#### Texte de référence
□ □ □ □ □ □ □
Dans une indifférence quasi totale en France, Lamb a sorti son 5e album en mai. L’éternel second des années trip hop a pourtant encore de beaux restes.
Les choses pourraient quand même changer avec un nouveau clip, un nouvel EP mettant en avant le single Build a Fire (agrémenté de remix), une tournée européenne prévue en 2012 et (enfin !) une attachée promo aux commandes chargée des affaires du duo pour l’hexagone. Bref, vous avez une séance de rattrapage pour vous plonger dans le cinquième opus des Anglais sobrement intitulé 5. Lamb a toujours évolué dans l’ombre de Bjork, Portishead ou Massive Attack dans ces années trip hop où il suffisait d’avoir une bonne chanteuse, de mettre des programmations lentes derrière pour vous rendre immédiatement fréquentables. La paire anglaise valait évidemment mieux que cela et surtout avait trouvé un son spécifique la singularisant des monstres sacrées du genre et du reste du troupeau.
La raison de ce son »Lamb » est plus à chercher du côté d’Andy Barlow, multi-instrumentiste et producteur du duo que de la pourtant troublante chanteuse Lou Rhodes et sa voix d’ange qui a du grain (la dame a une vraie personnalité vocale). Mais Barlow a pour lui d’avoir su utiliser savamment des rythmiques drum’n bass donnant un aspect percussif à la musique. Associée des mélodies classieuses et une humeur mélancoliques, cela a toujours donné des titres particuliers. Il y avait d’un côté Gorecki (inspiré par la 3e symphonie du compositeur polonais) et de l’autre B-Lines, un des singles les plus déjantés des années trip hop.
□ □ □ □ □ □ □
#### Consigne
D'après l'article sur le duo Lamb, répondez aux questions suivantes.
(a) Sous quel titre le cinquième album du duo est-il paru ?
(b) En quelle année la tournée européenne est-elle prévue ?
(c) Quelle œuvre a inspiré le titre Gorecki ?

Données:
□ □ □ □ □ □ □
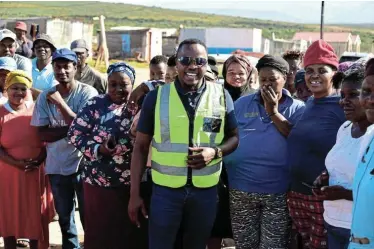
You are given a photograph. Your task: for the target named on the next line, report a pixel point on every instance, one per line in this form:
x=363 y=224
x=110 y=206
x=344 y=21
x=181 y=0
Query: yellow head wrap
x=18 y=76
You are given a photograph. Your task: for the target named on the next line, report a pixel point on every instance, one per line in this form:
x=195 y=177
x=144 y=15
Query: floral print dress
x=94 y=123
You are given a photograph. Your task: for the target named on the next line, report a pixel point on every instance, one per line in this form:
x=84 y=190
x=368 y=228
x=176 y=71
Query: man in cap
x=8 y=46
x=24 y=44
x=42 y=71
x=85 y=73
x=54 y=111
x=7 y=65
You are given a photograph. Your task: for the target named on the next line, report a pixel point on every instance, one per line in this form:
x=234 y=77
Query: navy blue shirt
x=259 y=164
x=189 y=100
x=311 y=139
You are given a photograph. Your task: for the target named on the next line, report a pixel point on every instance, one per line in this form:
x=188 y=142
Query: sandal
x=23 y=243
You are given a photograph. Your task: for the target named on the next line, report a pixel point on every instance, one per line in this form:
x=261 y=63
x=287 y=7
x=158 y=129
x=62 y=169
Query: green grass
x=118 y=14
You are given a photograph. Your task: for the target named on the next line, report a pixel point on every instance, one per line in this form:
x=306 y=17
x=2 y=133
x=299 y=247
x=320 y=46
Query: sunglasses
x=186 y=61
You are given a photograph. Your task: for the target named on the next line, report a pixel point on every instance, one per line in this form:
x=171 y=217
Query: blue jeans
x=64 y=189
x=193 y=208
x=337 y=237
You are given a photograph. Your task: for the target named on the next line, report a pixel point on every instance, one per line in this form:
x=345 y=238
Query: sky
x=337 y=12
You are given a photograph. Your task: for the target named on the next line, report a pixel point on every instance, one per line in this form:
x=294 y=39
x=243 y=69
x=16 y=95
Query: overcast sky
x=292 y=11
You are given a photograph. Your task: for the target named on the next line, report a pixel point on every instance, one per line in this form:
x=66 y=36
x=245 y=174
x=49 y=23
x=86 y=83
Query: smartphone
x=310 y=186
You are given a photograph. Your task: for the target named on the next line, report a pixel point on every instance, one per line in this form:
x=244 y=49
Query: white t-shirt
□ □ □ □ □ □ □
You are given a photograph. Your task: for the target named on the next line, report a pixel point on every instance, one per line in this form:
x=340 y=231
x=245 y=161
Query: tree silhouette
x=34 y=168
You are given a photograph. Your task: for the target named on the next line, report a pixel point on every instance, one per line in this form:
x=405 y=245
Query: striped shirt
□ □ □ □ □ □ □
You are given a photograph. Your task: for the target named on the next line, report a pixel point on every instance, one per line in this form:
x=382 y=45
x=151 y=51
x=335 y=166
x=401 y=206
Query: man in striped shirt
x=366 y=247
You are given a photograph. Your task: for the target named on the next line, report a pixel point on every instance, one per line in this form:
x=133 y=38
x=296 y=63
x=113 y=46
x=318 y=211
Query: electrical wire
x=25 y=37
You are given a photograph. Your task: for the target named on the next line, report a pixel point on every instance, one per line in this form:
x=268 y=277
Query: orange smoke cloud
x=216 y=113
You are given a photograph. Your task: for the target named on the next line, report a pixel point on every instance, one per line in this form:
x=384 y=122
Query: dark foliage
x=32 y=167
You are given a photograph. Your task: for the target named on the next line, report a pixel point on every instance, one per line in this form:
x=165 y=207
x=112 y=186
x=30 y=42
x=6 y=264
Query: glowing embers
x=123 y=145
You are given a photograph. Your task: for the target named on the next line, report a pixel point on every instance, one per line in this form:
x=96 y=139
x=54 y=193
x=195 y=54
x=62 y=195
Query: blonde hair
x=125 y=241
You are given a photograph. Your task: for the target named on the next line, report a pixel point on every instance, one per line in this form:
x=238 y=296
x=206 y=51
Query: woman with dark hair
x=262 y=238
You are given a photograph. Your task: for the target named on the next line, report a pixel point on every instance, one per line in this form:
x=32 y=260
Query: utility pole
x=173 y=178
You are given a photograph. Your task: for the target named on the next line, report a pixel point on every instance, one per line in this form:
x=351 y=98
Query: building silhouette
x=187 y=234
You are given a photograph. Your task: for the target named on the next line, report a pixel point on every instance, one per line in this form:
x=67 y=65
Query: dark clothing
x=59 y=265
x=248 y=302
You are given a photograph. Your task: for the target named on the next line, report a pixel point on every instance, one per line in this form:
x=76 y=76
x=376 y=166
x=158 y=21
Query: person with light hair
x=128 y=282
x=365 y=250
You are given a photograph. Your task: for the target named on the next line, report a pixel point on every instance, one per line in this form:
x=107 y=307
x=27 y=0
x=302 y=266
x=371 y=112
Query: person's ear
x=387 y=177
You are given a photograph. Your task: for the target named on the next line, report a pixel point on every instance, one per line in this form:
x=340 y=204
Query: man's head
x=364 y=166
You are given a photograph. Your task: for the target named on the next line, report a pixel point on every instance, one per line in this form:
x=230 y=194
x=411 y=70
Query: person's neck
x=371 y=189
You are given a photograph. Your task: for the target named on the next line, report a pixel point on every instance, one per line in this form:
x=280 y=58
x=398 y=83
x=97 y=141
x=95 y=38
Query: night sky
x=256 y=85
□ □ □ □ □ □ □
#### Réponse attendue
(a) 5
(b) En 2012
(c) La 3e symphonie du compositeur polonais